* [AIM OF THE TASK] Copy out, word for word, the part of the records that opens with the line containing "Task: point out the chair leg" and closes with the line containing "point(738, 422)", both lines included. Leave the pictures out of your copy.

* [DATA FOR THE TASK]
-- START --
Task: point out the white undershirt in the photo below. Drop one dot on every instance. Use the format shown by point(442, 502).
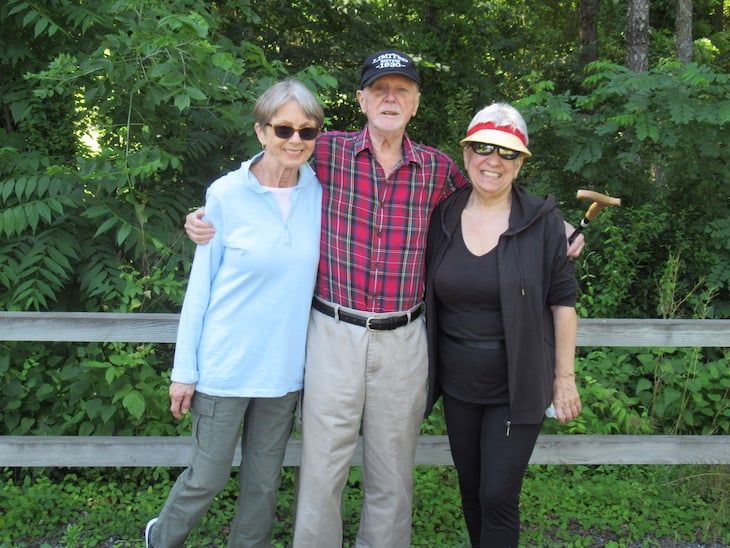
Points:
point(283, 198)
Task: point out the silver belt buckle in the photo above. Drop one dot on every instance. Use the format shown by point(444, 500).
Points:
point(367, 323)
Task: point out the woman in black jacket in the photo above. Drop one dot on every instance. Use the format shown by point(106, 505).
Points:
point(500, 303)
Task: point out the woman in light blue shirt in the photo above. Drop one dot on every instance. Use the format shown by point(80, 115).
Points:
point(239, 358)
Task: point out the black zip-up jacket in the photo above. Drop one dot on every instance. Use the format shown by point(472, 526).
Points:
point(534, 273)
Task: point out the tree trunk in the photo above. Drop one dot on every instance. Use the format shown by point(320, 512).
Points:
point(589, 31)
point(637, 36)
point(683, 31)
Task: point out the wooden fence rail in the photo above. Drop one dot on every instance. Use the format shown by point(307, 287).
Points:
point(71, 451)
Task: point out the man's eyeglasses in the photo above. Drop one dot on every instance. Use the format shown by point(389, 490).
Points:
point(485, 149)
point(285, 132)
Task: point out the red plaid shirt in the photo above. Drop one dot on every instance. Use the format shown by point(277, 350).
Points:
point(374, 227)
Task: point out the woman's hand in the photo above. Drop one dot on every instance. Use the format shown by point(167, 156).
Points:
point(574, 249)
point(181, 397)
point(566, 399)
point(198, 230)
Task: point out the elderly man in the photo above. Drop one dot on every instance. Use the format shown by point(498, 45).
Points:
point(367, 360)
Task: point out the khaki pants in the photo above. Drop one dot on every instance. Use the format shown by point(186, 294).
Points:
point(353, 378)
point(267, 424)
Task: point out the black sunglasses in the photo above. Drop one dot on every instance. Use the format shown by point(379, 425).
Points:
point(485, 149)
point(285, 132)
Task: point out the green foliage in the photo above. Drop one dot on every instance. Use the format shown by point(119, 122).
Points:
point(108, 389)
point(615, 506)
point(656, 140)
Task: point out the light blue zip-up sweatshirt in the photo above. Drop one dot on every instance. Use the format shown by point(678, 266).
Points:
point(243, 324)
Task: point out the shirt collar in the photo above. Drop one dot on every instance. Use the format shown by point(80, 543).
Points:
point(410, 154)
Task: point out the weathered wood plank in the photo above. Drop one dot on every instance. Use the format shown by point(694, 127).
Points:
point(650, 332)
point(141, 327)
point(88, 327)
point(101, 451)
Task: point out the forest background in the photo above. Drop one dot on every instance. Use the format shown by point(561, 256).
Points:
point(115, 115)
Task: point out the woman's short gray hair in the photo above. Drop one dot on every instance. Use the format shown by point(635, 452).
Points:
point(280, 94)
point(502, 114)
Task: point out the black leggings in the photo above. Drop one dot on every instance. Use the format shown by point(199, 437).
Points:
point(491, 457)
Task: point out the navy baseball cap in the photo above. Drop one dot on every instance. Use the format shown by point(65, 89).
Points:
point(388, 62)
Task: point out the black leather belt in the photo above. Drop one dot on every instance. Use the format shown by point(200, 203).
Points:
point(373, 323)
point(497, 344)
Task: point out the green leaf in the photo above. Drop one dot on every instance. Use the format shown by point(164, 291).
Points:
point(134, 403)
point(182, 102)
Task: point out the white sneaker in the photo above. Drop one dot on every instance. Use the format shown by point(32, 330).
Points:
point(147, 531)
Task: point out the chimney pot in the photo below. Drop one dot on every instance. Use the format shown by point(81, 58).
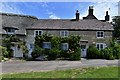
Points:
point(90, 10)
point(77, 15)
point(107, 17)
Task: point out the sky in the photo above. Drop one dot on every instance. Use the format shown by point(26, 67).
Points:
point(59, 10)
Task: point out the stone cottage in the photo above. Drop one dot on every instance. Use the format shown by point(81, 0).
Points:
point(91, 30)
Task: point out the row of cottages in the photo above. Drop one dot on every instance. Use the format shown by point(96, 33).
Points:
point(91, 30)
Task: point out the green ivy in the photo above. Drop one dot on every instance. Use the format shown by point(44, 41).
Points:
point(56, 46)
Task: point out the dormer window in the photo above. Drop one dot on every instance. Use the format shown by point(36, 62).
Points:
point(10, 30)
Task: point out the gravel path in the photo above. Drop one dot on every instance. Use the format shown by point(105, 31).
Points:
point(17, 66)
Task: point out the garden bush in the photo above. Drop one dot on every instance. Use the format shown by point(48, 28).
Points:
point(64, 54)
point(38, 51)
point(108, 53)
point(93, 53)
point(4, 52)
point(75, 55)
point(54, 53)
point(116, 51)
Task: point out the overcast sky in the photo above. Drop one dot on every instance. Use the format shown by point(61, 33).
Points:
point(59, 10)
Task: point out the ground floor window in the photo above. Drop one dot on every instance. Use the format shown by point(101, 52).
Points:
point(100, 46)
point(65, 46)
point(47, 45)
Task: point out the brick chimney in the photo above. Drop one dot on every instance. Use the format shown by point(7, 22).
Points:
point(90, 10)
point(107, 17)
point(77, 15)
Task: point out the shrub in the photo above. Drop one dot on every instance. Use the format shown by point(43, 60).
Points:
point(75, 55)
point(116, 51)
point(4, 52)
point(64, 54)
point(38, 51)
point(53, 53)
point(93, 53)
point(108, 53)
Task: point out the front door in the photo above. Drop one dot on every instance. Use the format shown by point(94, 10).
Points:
point(83, 50)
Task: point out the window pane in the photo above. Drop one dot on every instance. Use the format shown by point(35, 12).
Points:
point(40, 33)
point(36, 33)
point(98, 46)
point(101, 46)
point(47, 45)
point(65, 46)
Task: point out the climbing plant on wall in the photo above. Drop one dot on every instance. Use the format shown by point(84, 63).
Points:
point(73, 53)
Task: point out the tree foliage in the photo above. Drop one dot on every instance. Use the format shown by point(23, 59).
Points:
point(116, 24)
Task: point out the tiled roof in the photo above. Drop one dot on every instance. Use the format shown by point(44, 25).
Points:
point(89, 24)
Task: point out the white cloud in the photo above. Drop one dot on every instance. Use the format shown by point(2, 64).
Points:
point(52, 15)
point(100, 9)
point(7, 8)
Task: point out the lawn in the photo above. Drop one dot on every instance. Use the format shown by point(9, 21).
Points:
point(93, 72)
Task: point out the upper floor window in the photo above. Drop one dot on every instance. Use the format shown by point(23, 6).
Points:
point(47, 45)
point(38, 32)
point(64, 33)
point(100, 34)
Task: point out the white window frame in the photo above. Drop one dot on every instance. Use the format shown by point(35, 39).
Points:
point(104, 46)
point(100, 34)
point(31, 46)
point(48, 47)
point(64, 33)
point(63, 46)
point(38, 33)
point(12, 31)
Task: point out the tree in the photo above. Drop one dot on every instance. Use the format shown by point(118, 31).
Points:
point(116, 24)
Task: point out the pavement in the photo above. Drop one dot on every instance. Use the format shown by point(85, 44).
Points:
point(20, 66)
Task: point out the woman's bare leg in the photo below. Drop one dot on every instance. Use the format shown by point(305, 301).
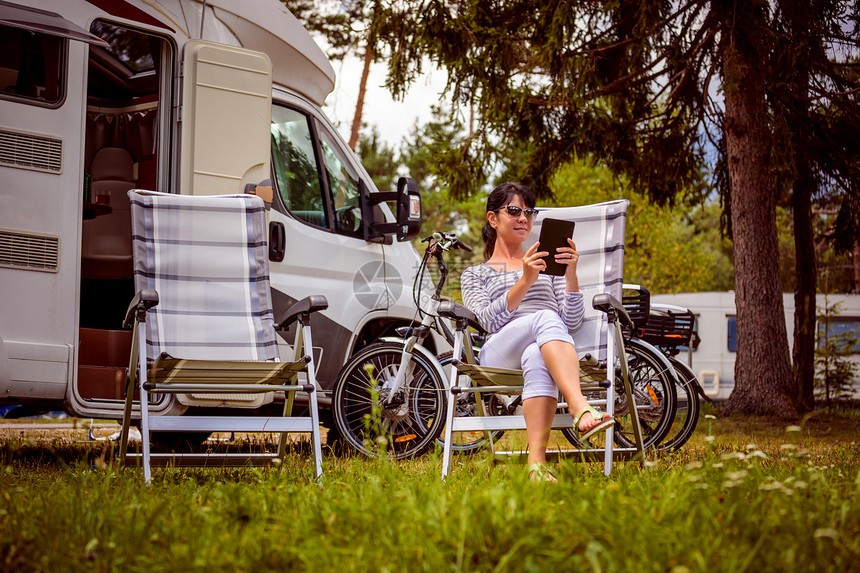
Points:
point(563, 364)
point(539, 412)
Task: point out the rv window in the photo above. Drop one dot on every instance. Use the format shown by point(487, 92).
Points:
point(844, 332)
point(733, 334)
point(343, 184)
point(32, 66)
point(295, 166)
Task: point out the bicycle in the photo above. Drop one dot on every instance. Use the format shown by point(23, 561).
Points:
point(400, 381)
point(670, 328)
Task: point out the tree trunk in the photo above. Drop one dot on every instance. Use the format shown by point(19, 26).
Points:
point(855, 256)
point(763, 376)
point(362, 88)
point(806, 274)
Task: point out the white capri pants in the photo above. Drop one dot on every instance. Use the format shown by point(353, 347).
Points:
point(516, 346)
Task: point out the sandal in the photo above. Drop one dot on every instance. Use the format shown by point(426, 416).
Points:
point(542, 474)
point(600, 427)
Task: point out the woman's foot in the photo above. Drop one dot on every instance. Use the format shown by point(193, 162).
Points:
point(590, 421)
point(540, 473)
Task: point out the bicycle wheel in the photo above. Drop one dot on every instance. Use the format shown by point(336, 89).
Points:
point(687, 411)
point(653, 383)
point(404, 426)
point(467, 442)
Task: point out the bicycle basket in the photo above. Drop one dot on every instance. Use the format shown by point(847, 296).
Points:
point(637, 302)
point(669, 327)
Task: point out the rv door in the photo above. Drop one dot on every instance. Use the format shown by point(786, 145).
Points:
point(225, 117)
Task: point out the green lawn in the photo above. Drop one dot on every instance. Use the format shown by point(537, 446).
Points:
point(744, 495)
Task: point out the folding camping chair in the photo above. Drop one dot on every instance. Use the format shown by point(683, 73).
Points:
point(599, 238)
point(205, 331)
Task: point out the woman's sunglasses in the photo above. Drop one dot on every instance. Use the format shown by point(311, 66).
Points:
point(514, 211)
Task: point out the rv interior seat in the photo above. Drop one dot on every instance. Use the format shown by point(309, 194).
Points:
point(106, 240)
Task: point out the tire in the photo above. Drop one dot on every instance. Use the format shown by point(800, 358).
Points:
point(653, 380)
point(409, 424)
point(468, 442)
point(687, 410)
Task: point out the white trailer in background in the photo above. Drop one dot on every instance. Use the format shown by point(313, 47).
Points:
point(713, 359)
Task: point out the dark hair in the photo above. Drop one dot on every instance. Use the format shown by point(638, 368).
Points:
point(499, 197)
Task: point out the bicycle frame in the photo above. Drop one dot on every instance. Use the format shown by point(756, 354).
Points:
point(438, 243)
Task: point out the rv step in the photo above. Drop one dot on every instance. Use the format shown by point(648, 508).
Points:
point(203, 460)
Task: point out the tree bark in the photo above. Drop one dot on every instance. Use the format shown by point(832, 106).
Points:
point(763, 375)
point(362, 89)
point(806, 274)
point(855, 257)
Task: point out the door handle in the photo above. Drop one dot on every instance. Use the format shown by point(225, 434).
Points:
point(277, 241)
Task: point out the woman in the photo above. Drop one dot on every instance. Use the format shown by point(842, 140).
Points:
point(530, 316)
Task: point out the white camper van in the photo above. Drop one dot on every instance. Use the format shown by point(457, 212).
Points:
point(713, 357)
point(182, 96)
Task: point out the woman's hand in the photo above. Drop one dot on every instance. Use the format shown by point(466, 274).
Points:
point(570, 257)
point(533, 264)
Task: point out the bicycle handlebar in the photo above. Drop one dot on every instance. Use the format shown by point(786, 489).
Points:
point(444, 242)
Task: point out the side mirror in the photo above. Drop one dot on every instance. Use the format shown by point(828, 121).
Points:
point(407, 211)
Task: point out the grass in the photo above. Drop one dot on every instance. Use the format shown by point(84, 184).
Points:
point(744, 495)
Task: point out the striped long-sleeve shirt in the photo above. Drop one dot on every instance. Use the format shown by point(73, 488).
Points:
point(485, 292)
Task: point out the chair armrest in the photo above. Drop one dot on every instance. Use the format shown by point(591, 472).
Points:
point(458, 312)
point(613, 307)
point(301, 308)
point(142, 301)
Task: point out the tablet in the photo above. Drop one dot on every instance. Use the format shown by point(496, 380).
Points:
point(554, 233)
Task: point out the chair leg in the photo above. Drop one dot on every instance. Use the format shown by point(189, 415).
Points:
point(144, 410)
point(449, 426)
point(129, 393)
point(312, 401)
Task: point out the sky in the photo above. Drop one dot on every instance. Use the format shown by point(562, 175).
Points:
point(393, 119)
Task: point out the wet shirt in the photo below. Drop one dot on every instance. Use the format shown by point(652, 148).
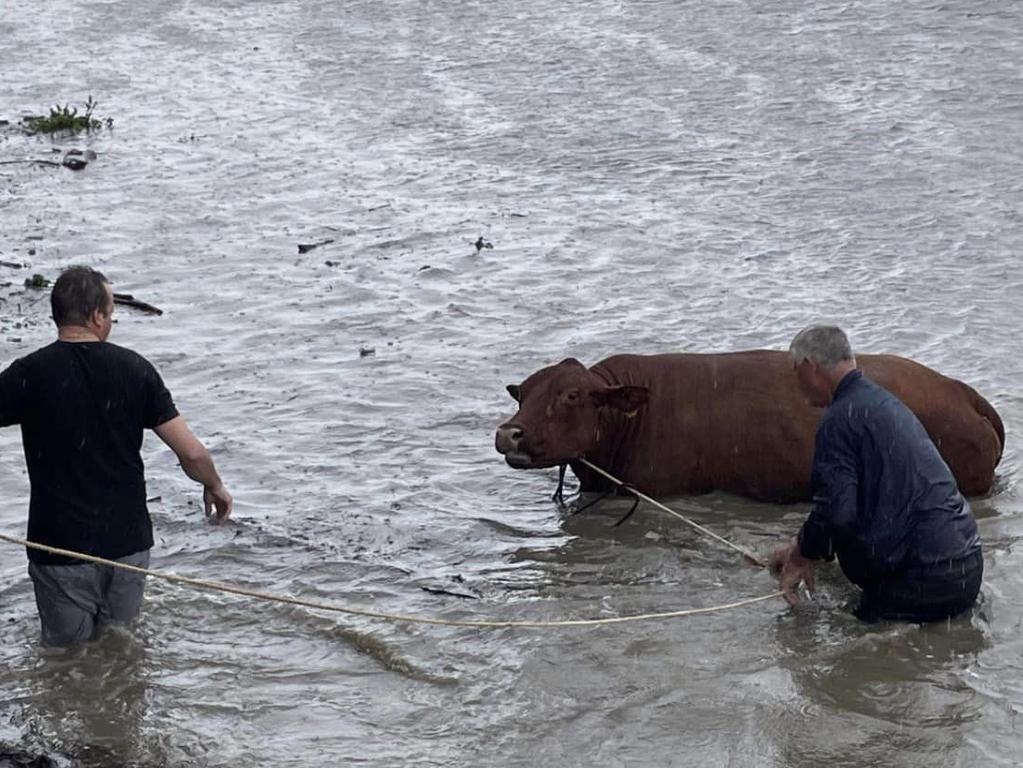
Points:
point(884, 500)
point(82, 407)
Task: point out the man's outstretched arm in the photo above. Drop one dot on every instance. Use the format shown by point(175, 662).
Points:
point(197, 464)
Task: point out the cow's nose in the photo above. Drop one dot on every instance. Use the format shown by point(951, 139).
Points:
point(508, 437)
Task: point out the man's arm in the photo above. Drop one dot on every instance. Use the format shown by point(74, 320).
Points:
point(833, 516)
point(197, 464)
point(836, 491)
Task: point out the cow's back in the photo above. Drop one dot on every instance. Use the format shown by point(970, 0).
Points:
point(738, 422)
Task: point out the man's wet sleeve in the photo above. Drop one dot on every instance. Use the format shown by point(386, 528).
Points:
point(833, 516)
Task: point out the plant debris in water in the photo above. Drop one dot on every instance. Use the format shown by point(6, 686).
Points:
point(37, 281)
point(68, 120)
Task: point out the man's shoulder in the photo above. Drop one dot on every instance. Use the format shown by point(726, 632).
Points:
point(36, 357)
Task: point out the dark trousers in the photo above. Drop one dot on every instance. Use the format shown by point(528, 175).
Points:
point(74, 600)
point(926, 593)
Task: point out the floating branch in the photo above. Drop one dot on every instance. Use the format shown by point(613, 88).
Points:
point(130, 301)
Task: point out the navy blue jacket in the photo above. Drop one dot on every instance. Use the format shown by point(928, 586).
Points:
point(884, 500)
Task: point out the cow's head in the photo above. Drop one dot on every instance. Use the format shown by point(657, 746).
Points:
point(558, 418)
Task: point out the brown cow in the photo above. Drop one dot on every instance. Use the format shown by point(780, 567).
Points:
point(735, 422)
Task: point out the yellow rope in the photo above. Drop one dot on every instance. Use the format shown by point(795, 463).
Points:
point(480, 624)
point(745, 552)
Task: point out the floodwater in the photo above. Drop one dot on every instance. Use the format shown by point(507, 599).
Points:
point(653, 176)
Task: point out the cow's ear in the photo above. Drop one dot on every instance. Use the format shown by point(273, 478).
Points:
point(628, 398)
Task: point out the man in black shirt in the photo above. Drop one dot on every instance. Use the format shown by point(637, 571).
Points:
point(83, 404)
point(884, 500)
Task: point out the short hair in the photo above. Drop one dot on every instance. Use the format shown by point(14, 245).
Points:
point(77, 294)
point(825, 345)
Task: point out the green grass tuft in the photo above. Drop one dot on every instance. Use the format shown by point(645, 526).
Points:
point(67, 120)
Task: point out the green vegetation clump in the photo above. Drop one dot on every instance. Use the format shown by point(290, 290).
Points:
point(37, 281)
point(67, 120)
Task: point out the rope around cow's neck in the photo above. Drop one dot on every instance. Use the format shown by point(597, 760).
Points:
point(317, 605)
point(745, 552)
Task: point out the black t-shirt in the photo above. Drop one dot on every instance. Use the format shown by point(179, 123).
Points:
point(82, 407)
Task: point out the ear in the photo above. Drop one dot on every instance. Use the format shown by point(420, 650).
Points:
point(628, 398)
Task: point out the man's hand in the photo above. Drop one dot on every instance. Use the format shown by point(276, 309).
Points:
point(218, 502)
point(791, 568)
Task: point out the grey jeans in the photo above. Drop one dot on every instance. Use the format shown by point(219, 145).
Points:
point(74, 600)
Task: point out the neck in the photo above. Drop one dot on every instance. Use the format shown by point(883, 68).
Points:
point(840, 371)
point(77, 333)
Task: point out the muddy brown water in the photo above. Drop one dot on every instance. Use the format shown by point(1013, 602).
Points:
point(653, 177)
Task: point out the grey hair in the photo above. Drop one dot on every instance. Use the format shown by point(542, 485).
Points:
point(825, 345)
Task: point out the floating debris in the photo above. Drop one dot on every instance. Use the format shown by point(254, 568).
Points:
point(37, 281)
point(305, 247)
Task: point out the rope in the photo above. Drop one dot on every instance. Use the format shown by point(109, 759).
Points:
point(478, 624)
point(743, 551)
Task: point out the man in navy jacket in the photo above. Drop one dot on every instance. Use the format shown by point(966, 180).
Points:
point(885, 503)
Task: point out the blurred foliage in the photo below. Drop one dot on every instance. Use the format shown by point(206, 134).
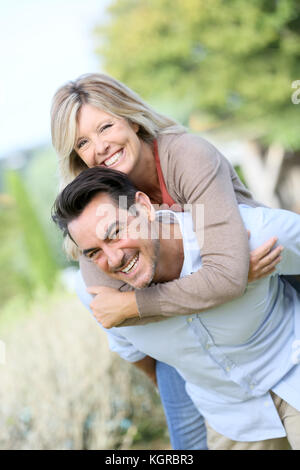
-- END --
* [CORRECT RESPONSE]
Task: point out the chair leg in the photo above. Drop one dot on every instance. Use the format shown by point(189, 415).
Points:
point(144, 410)
point(449, 426)
point(129, 393)
point(312, 401)
Task: point out the sky in the photo above. Drop one dot on every instance. Use the format shown by point(562, 175).
Points:
point(393, 119)
Task: point out the wet shirt in the photo below. Drop one dot on every instance. Use the format shown by point(652, 148).
Points:
point(884, 500)
point(82, 407)
Task: point out the man's outstretched arm in the photo above. Drop one dot on every instance. Use the format shown by point(175, 662).
Points:
point(197, 464)
Task: point out the cow's nose in the photo above. Drop one dot on every instance. Use the format shown by point(951, 139).
Points:
point(508, 437)
Task: point out the man's arm in the photo above. Drop one dot on every instance. Use the format shown by point(74, 320).
Points:
point(833, 516)
point(197, 464)
point(836, 491)
Task: point out the cow's back in the photo above. Drop one dot on every instance. Use the format shown by point(970, 0).
Points:
point(738, 422)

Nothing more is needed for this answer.